* Set problem
Please copy all of the material below word for word, keeping every line unchanged.

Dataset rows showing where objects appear
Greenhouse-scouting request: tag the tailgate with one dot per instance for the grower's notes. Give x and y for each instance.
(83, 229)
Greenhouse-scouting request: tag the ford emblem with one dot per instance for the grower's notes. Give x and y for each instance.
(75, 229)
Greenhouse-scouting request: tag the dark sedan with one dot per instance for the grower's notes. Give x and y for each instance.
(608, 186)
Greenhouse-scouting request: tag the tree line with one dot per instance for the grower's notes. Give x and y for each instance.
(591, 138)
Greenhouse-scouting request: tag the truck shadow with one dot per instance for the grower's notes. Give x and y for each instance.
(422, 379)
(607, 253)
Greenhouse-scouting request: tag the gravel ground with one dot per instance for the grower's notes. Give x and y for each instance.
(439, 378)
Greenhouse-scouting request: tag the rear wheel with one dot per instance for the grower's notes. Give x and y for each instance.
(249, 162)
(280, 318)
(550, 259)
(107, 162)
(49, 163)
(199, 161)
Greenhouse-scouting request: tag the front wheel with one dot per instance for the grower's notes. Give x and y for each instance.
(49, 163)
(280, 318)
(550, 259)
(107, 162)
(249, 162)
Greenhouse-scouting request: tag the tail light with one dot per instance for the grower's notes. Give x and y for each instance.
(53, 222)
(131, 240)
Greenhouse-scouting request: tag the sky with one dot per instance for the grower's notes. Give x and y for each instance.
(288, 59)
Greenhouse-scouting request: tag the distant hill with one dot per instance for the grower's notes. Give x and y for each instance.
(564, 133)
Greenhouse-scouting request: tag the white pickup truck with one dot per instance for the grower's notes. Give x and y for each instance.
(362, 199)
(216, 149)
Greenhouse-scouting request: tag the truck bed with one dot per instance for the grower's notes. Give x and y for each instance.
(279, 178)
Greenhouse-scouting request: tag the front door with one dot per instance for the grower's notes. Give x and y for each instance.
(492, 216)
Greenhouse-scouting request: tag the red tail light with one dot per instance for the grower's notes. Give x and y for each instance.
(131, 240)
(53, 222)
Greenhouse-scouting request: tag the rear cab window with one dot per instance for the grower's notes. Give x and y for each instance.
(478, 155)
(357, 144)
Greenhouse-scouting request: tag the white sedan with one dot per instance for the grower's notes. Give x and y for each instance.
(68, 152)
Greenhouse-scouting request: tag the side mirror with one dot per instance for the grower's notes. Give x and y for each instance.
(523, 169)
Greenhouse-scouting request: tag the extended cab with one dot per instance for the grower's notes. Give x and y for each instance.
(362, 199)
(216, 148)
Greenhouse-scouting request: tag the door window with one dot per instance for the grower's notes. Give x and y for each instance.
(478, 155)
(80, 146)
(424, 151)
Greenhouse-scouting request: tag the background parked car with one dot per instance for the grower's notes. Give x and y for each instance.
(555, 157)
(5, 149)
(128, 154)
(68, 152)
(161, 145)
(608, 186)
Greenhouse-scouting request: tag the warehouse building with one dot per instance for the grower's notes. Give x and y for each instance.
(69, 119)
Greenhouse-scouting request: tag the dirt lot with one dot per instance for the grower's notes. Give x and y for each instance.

* Solution below
Greenhouse-scouting request: tag the tailgate with one dot per instance for the grower's notes. Give x and y for each instance.
(83, 229)
Greenhouse-scouting request: tag the ford emblem with one dot per instance for the grower's notes. Give x and y for each instance.
(75, 229)
Greenhouse-scouting request: tag the dark sedan with one dot per instance for the grower's notes. Give x and y for each instance.
(608, 186)
Greenhouse-scouting request: tag the tree line with one dot per instance for the grower's notes. Give x and y for each instance.
(591, 138)
Greenhouse-scouting request: tag the truck shadow with one dot per instance for the grower's notes. Give x and y for each instance.
(422, 379)
(607, 253)
Greenhouse-scouting request: tag the gravel ground with one dot per instance for the grower's notes. Give x and y for each instance.
(439, 378)
Greenhouse-scouting request: tag the rear wheel with one dot per instance for the grower's notes. Give x and y for each instance.
(249, 162)
(280, 318)
(550, 259)
(107, 162)
(49, 163)
(199, 161)
Greenhouse-scouting request: tag the front wheel with one dot per instance for the grower's notes. Give x and y for each instance.
(49, 163)
(280, 318)
(550, 259)
(107, 162)
(249, 162)
Greenhouse-scouting request: tag the tail light with one dot per instance for the grower's notes. Give x and y for each instance.
(53, 222)
(131, 240)
Greenhouse-scouting request: tag the sky with one dot per instance for the grower's notes. Give x and y for each instance.
(288, 59)
Greenhouse-scouting request: tag the distant hill with one dot per instance for the grower's notes. Give x and y for each instance.
(564, 133)
Greenhouse-scouting request: tag the white pickup truck with one dot per instance for the grower's notes. Give x and y for each instance.
(362, 199)
(216, 149)
Greenhouse-scouting request: tag the truck bed with one dot per instance for the grower's notes. Give x and y for each instance.
(279, 178)
Greenhouse-scouting request: tag the front door with one dot per instance for the grower's notes. Give x and y for each instance.
(492, 216)
Greenhouse-scouting request: tag the red tail light with one dot per instance for the grower's notes. Give x and y for each instance.
(131, 240)
(53, 222)
Greenhouse-scouting request: tag the rear cab window with one dot per instance for the grower's notes. Give x and y for each instance.
(478, 155)
(357, 144)
Greenhouse-scouting request: tag the white sedan with one dot per instance for the grower's notes. Give x and y for each instance.
(68, 152)
Greenhouse-scouting request: tag the side mirror with one dot per instance for the grower's notes. Give x and y for each instance.
(523, 169)
Greenhouse-scouting request: tag the extended cab with one dot per instance for the grower's notes. Give x and y for each instance.
(362, 199)
(216, 148)
Greenhouse-scouting request: tag the door window with one dot per instance for the grower's notes. Give x and y for each instance.
(478, 155)
(80, 146)
(424, 151)
Greenhouse-scouting request: tag the background parked car with one dot per instance for the grower's notes. Give x and y for each instance.
(555, 157)
(5, 149)
(128, 154)
(68, 152)
(161, 145)
(608, 186)
Greenhouse-scouting request: tag the warehouse building with one dot per instance for the grower's notes. Give x and y for each instance.
(69, 119)
Greenhouse-scouting request: tag the dirt lot with one dot per instance for the grower's notes. Give x and y for each instance.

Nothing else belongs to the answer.